= Set task =
Put every line of the items below into a numbered list, omitting any blank lines.

**** Supplied records

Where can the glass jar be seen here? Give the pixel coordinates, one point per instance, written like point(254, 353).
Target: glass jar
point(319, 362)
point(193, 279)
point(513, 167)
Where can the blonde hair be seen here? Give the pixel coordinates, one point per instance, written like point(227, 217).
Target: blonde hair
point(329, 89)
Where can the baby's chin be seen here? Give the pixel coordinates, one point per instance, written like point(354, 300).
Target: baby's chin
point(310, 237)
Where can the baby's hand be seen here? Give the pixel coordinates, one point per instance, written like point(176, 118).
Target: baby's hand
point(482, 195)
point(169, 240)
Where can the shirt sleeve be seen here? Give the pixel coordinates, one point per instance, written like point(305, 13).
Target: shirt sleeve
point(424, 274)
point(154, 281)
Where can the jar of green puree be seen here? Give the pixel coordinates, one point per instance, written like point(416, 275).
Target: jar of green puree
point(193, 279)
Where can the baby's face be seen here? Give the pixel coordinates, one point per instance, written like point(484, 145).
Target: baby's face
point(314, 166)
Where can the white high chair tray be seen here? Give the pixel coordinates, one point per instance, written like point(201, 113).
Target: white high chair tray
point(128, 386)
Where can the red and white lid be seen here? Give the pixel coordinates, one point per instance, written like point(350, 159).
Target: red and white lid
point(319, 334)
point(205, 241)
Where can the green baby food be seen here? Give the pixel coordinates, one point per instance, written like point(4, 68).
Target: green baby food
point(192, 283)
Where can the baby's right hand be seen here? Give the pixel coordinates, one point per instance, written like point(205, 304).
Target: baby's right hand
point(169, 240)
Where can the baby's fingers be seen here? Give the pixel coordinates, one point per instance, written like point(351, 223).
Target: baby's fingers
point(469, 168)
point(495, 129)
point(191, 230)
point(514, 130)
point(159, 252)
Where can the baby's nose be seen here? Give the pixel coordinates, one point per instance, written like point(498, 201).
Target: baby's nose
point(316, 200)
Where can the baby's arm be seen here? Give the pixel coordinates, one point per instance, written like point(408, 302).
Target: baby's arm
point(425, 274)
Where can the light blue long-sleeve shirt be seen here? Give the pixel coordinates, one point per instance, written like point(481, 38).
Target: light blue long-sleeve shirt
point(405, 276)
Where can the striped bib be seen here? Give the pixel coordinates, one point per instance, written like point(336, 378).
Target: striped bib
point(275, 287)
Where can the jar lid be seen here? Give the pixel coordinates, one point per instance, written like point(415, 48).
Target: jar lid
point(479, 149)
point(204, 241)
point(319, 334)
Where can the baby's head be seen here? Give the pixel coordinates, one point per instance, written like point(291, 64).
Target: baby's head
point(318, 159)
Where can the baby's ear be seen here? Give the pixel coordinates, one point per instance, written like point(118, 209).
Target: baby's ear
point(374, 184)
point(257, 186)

********

= Reply =
1. Where can the glass jar be seen here? Give the pixel coordinates, one point per instance, written like point(254, 353).
2. Target: glass jar
3. point(319, 362)
4. point(193, 279)
5. point(513, 167)
6. Where can the blonde hair be seen here? Give the pixel coordinates, one point per instance, written like point(227, 217).
7. Target: blonde hair
8. point(329, 89)
9. Where can the baby's chin be seen here? Give the pixel coordinates, one point per instance, written like point(354, 300).
10. Target: baby's chin
11. point(310, 237)
12. Where can the baby's hand be seen here? Give the pixel coordinates, one point per instance, written like point(176, 118).
13. Target: baby's hand
14. point(482, 195)
15. point(169, 240)
16. Where can the shirt sleeve be seen here? Give the pixel coordinates, one point per instance, written like point(305, 13).
17. Target: shirt sleeve
18. point(424, 274)
19. point(154, 281)
20. Where can the jar of green puree be seen here? Give the pixel coordinates, one point per instance, written like point(416, 275).
21. Target: jar of green puree
22. point(193, 279)
23. Where can the baby's face be seen here? Give the pixel coordinates, one point per instance, written like point(484, 145).
24. Target: baby's face
25. point(314, 166)
26. Where can the white high chair tray be seen here? Give the pixel coordinates, one point per instance, written like point(201, 113).
27. Target: white high chair tray
28. point(128, 386)
29. Where can the red and white lid be seen here? Give the pixel coordinates, one point per instance, written like point(350, 159).
30. Target: red and white lid
31. point(319, 334)
32. point(205, 241)
33. Where can the green baby food be seen here? Give the pixel coordinates, one point per instance, written like point(4, 68).
34. Target: green baby food
35. point(192, 283)
36. Where can the baby's right hand be seen here? Give the pixel coordinates, one point per instance, written like point(205, 304).
37. Target: baby's right hand
38. point(169, 240)
39. Where can the baby's fingers be seen here? Give the pixel coordinates, one point per instance, written like point(351, 223).
40. Target: baby's fingers
41. point(469, 168)
42. point(495, 129)
43. point(191, 230)
44. point(514, 130)
45. point(159, 252)
46. Where can the baby's nose be seen here? Give the pixel coordinates, one point per instance, written like point(498, 201).
47. Target: baby's nose
48. point(316, 200)
49. Where can the baby's arm be seen here? Give the pixel coordinates, one point per instance, written like point(408, 302).
50. Target: baby's arm
51. point(425, 274)
52. Where can the light blue long-sleeve shirt be seen here? Give the pixel coordinates, one point per instance, written like point(481, 38).
53. Target: light blue long-sleeve shirt
54. point(405, 276)
55. Where can the striped bib be seen here? Give the pixel coordinates, one point per instance, written like point(336, 378).
56. Target: striped bib
57. point(275, 287)
58. Where can the jar lid be seen here? Give the pixel coordinates, one point per instance, written like point(415, 48).
59. Target: jar lid
60. point(479, 149)
61. point(204, 241)
62. point(319, 334)
63. Where can the baby's head be seen here? Give the pixel coordinates, one point per instance, written like point(291, 64).
64. Target: baby's head
65. point(318, 159)
66. Where can the baby's ear be seen here? Give the pixel coordinates, one point per instance, written like point(118, 209).
67. Target: baby's ear
68. point(374, 184)
69. point(257, 186)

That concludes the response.